[Location labeling listing]

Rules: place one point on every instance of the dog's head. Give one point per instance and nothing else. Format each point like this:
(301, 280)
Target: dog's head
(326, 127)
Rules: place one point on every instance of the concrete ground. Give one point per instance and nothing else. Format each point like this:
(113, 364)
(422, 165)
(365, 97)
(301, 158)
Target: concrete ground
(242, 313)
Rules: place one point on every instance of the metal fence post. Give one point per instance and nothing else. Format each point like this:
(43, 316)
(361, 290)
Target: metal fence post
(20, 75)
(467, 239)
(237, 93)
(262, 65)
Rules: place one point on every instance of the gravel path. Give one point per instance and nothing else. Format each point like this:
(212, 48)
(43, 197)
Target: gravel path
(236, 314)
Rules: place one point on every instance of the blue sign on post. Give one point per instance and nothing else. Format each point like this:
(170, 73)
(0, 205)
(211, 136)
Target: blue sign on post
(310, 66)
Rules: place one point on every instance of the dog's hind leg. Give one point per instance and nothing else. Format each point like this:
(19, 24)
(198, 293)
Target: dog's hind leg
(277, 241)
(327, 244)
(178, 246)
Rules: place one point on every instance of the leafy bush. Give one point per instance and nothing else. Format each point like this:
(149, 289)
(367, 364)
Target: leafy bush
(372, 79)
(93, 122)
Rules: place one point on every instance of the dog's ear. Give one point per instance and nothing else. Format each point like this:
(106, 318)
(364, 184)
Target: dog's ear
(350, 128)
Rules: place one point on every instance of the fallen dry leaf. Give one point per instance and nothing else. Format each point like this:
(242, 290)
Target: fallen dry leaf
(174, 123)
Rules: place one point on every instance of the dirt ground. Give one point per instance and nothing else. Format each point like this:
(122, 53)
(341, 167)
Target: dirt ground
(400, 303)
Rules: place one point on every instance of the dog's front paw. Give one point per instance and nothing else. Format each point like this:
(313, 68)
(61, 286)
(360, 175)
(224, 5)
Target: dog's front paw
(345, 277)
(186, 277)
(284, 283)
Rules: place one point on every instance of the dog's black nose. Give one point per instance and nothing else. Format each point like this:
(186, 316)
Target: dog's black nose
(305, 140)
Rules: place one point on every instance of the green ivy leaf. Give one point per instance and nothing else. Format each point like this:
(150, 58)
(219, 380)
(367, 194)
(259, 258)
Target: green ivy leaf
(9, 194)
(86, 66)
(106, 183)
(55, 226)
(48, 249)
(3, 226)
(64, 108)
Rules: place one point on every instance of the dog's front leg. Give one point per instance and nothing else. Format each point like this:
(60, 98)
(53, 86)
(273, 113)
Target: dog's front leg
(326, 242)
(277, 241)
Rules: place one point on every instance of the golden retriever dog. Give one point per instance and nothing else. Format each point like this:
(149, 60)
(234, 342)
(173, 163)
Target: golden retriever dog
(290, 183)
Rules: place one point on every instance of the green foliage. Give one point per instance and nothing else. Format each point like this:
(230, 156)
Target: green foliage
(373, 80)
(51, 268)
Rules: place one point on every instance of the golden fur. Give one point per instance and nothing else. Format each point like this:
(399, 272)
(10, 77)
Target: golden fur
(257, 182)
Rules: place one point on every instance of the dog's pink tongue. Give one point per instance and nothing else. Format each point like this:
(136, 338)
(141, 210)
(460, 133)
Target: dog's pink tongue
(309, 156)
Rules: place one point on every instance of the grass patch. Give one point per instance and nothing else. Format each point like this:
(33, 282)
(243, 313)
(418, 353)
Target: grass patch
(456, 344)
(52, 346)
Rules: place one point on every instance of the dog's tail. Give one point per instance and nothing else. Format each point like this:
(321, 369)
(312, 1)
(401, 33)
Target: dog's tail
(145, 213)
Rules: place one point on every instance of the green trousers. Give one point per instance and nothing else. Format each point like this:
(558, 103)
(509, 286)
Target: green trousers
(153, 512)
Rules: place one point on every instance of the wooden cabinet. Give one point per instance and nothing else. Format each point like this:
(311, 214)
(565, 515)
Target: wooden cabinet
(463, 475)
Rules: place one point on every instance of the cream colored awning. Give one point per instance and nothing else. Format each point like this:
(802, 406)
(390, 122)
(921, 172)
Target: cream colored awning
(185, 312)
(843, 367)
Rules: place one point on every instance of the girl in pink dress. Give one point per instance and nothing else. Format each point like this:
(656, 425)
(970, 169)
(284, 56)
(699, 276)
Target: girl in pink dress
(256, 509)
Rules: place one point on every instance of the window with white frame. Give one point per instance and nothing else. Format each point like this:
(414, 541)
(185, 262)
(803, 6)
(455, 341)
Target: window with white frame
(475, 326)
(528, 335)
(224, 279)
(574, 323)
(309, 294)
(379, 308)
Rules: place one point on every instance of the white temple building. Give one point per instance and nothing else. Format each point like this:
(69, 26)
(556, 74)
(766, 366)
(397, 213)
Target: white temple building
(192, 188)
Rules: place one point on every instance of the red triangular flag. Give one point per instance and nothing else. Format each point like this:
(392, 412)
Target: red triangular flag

Your objective:
Rewrite the part of the listing that opens with the line containing "Rules: place one point on every instance of the green trousers." and runs through the end of the listing, replacing "wooden cabinet" with "wooden cupboard" and leaving everything else unchanged.

Task answer:
Rules: place one point on every instance of the green trousers. Give one point per instance and nothing else. Format each point like this:
(558, 103)
(509, 286)
Target: green trousers
(153, 512)
Rules: place one point on every instance of the wooden cupboard. Give one point per instance and nothing else. Format each point like this:
(311, 214)
(565, 515)
Target: wooden cupboard
(463, 475)
Rules: place one point on every instance of the cream colored awning. Give one point per instance and nothing else. Format each point like this:
(802, 406)
(390, 122)
(921, 172)
Target: cream colored awning
(185, 312)
(843, 367)
Rules: place one point on every instance of the girl in pink dress. Give one point per instance and nothing else. Format each point like this:
(656, 425)
(970, 169)
(284, 56)
(699, 276)
Target: girl in pink dress
(256, 509)
Rules: place one point on every instance of the window with white frame. Give one point per instance and nothing else. Format each point like this:
(414, 541)
(185, 262)
(803, 6)
(455, 341)
Target: window with white frame
(475, 326)
(528, 335)
(224, 279)
(574, 323)
(309, 294)
(379, 308)
Rules: place one point on every instance of the white temple building. Give one point per instance and nothing else. Format each point like this:
(69, 26)
(556, 74)
(766, 366)
(397, 213)
Target: white temple building
(192, 188)
Rules: place one point on every instance of the red triangular flag. Give one point per instance and nothing else. Format each point like this:
(392, 412)
Target: red triangular flag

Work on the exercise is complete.